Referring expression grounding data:
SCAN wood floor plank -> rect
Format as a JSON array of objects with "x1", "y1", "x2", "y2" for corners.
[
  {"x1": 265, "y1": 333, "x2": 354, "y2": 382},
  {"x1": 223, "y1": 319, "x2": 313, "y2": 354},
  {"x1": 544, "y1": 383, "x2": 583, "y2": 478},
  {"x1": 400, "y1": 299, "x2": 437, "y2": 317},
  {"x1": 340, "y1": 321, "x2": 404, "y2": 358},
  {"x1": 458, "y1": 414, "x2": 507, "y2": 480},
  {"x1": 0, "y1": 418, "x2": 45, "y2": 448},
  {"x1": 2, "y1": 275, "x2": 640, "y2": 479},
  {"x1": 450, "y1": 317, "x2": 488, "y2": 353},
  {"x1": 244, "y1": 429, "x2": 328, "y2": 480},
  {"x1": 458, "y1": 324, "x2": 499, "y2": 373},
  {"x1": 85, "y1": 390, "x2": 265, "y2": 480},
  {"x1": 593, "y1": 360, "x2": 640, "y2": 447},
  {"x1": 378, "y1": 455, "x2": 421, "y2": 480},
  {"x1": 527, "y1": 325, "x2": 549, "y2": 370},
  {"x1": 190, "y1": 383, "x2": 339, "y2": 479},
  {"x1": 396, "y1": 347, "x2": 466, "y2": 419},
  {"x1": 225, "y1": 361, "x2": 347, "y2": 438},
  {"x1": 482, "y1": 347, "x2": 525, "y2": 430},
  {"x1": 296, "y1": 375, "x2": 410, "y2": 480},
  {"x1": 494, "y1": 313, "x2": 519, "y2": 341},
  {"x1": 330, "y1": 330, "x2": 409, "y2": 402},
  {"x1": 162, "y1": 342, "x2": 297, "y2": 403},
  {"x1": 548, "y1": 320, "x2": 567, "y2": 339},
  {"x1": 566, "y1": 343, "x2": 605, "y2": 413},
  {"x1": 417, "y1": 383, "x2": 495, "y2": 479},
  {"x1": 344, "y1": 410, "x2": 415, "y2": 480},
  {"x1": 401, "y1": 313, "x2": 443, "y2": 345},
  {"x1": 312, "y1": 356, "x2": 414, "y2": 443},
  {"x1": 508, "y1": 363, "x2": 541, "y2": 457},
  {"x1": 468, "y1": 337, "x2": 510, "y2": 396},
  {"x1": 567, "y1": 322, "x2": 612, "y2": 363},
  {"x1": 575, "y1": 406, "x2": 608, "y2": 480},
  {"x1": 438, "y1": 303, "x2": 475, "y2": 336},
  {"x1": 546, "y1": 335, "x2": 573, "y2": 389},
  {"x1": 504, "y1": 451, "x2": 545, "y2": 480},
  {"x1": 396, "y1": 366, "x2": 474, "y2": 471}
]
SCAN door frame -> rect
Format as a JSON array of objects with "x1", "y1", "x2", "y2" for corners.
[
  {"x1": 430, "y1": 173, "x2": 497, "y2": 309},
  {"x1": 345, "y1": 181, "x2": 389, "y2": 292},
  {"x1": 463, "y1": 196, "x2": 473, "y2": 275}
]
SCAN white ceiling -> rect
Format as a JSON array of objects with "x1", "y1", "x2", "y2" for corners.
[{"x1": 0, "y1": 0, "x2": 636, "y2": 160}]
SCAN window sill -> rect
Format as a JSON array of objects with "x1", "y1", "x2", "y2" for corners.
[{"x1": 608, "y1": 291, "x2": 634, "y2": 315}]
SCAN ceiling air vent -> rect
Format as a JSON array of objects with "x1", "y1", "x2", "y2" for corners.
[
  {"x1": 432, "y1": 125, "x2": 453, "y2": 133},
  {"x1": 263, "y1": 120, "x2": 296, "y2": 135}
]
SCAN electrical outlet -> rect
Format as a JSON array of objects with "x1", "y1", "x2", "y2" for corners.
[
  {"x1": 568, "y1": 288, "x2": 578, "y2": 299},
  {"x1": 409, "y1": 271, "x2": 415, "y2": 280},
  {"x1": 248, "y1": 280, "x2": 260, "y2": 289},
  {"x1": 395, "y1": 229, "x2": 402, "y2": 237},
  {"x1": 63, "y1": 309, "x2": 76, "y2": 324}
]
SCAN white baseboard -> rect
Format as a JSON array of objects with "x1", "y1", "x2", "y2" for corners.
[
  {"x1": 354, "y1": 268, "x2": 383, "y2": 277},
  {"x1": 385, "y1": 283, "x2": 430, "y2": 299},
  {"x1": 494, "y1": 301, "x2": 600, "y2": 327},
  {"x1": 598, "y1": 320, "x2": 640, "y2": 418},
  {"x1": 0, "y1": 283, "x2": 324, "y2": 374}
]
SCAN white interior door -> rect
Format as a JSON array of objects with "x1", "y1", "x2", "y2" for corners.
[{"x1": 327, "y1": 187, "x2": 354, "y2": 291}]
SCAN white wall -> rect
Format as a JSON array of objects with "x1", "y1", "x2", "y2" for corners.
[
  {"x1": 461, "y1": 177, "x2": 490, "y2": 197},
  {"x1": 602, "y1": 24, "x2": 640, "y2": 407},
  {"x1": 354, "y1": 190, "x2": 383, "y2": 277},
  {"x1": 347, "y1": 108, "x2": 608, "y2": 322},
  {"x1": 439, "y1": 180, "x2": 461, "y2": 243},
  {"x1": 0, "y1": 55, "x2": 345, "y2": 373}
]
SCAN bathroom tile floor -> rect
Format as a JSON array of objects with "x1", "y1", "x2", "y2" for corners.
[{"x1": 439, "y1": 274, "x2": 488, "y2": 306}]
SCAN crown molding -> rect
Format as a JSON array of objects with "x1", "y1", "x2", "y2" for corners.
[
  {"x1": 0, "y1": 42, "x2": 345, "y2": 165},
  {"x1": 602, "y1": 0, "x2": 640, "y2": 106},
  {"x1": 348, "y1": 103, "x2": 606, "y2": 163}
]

Try it: Produce a verbatim copy of each record above.

Solution to this exercise:
SCAN wood floor plank -> rect
Format as a JSON array of objects with "x1", "y1", "x2", "y2" for corners.
[
  {"x1": 265, "y1": 333, "x2": 354, "y2": 382},
  {"x1": 223, "y1": 319, "x2": 313, "y2": 354},
  {"x1": 544, "y1": 383, "x2": 583, "y2": 478},
  {"x1": 400, "y1": 299, "x2": 437, "y2": 317},
  {"x1": 340, "y1": 321, "x2": 404, "y2": 358},
  {"x1": 458, "y1": 414, "x2": 507, "y2": 480},
  {"x1": 0, "y1": 418, "x2": 45, "y2": 448},
  {"x1": 2, "y1": 275, "x2": 640, "y2": 479},
  {"x1": 450, "y1": 317, "x2": 488, "y2": 353},
  {"x1": 244, "y1": 429, "x2": 328, "y2": 480},
  {"x1": 458, "y1": 324, "x2": 499, "y2": 373},
  {"x1": 85, "y1": 390, "x2": 265, "y2": 480},
  {"x1": 593, "y1": 360, "x2": 640, "y2": 447},
  {"x1": 378, "y1": 455, "x2": 421, "y2": 480},
  {"x1": 527, "y1": 325, "x2": 549, "y2": 370},
  {"x1": 190, "y1": 383, "x2": 339, "y2": 479},
  {"x1": 396, "y1": 347, "x2": 466, "y2": 419},
  {"x1": 225, "y1": 361, "x2": 347, "y2": 438},
  {"x1": 482, "y1": 347, "x2": 525, "y2": 430},
  {"x1": 296, "y1": 375, "x2": 410, "y2": 480},
  {"x1": 494, "y1": 313, "x2": 519, "y2": 341},
  {"x1": 330, "y1": 330, "x2": 409, "y2": 402},
  {"x1": 162, "y1": 342, "x2": 297, "y2": 403},
  {"x1": 548, "y1": 320, "x2": 567, "y2": 339},
  {"x1": 566, "y1": 343, "x2": 605, "y2": 413},
  {"x1": 417, "y1": 383, "x2": 495, "y2": 479},
  {"x1": 344, "y1": 410, "x2": 415, "y2": 480},
  {"x1": 401, "y1": 313, "x2": 443, "y2": 345},
  {"x1": 312, "y1": 356, "x2": 414, "y2": 443},
  {"x1": 508, "y1": 363, "x2": 541, "y2": 457},
  {"x1": 468, "y1": 337, "x2": 510, "y2": 396},
  {"x1": 567, "y1": 322, "x2": 612, "y2": 363},
  {"x1": 575, "y1": 406, "x2": 608, "y2": 480},
  {"x1": 438, "y1": 303, "x2": 475, "y2": 336},
  {"x1": 546, "y1": 335, "x2": 573, "y2": 389},
  {"x1": 504, "y1": 451, "x2": 545, "y2": 480},
  {"x1": 396, "y1": 366, "x2": 474, "y2": 471}
]
SCAN door frame -> rect
Format as a JSON array of objects with "x1", "y1", "x2", "y2" for corners.
[
  {"x1": 430, "y1": 173, "x2": 497, "y2": 309},
  {"x1": 345, "y1": 181, "x2": 389, "y2": 292},
  {"x1": 463, "y1": 196, "x2": 473, "y2": 275}
]
SCAN white ceiling -> rect
Format as a JSON array of objects with "x1", "y1", "x2", "y2" for corners.
[{"x1": 0, "y1": 0, "x2": 636, "y2": 160}]
SCAN window sill -> rect
Format as a JSON array of objects with "x1", "y1", "x2", "y2" for corners.
[{"x1": 608, "y1": 291, "x2": 634, "y2": 315}]
SCAN ceiling air vent -> rect
Format as a JSON array of objects with "x1", "y1", "x2", "y2" for corners.
[
  {"x1": 432, "y1": 125, "x2": 453, "y2": 133},
  {"x1": 263, "y1": 120, "x2": 296, "y2": 135}
]
SCAN electrical outlet -> rect
Format as a JSON array of objects with "x1", "y1", "x2", "y2" for corners.
[
  {"x1": 568, "y1": 288, "x2": 578, "y2": 299},
  {"x1": 409, "y1": 271, "x2": 415, "y2": 280},
  {"x1": 248, "y1": 280, "x2": 260, "y2": 289},
  {"x1": 395, "y1": 229, "x2": 402, "y2": 237},
  {"x1": 63, "y1": 309, "x2": 76, "y2": 324}
]
SCAN white baseboard -> rect
Format as a JSON array of objects with "x1", "y1", "x2", "y2" for corners.
[
  {"x1": 354, "y1": 268, "x2": 383, "y2": 277},
  {"x1": 385, "y1": 283, "x2": 430, "y2": 299},
  {"x1": 494, "y1": 301, "x2": 600, "y2": 327},
  {"x1": 598, "y1": 320, "x2": 640, "y2": 418},
  {"x1": 0, "y1": 283, "x2": 324, "y2": 374}
]
SCAN white interior door -> rect
Format as a JSON array of objects with "x1", "y1", "x2", "y2" for corners.
[{"x1": 327, "y1": 187, "x2": 354, "y2": 291}]
SCAN white wall -> rect
Format as a JSON array of objects with "x1", "y1", "x2", "y2" for corners.
[
  {"x1": 461, "y1": 177, "x2": 490, "y2": 197},
  {"x1": 602, "y1": 24, "x2": 640, "y2": 407},
  {"x1": 354, "y1": 190, "x2": 383, "y2": 277},
  {"x1": 347, "y1": 108, "x2": 608, "y2": 322},
  {"x1": 439, "y1": 180, "x2": 461, "y2": 243},
  {"x1": 0, "y1": 55, "x2": 345, "y2": 373}
]
SCAN bathroom tile floor -> rect
Format as a JSON array of objects with "x1", "y1", "x2", "y2" for corners.
[{"x1": 439, "y1": 274, "x2": 488, "y2": 306}]
SCAN crown molding -> rect
Format as a JSON array of objects with "x1", "y1", "x2", "y2" for corners.
[
  {"x1": 0, "y1": 42, "x2": 345, "y2": 165},
  {"x1": 602, "y1": 0, "x2": 640, "y2": 106},
  {"x1": 348, "y1": 103, "x2": 606, "y2": 163}
]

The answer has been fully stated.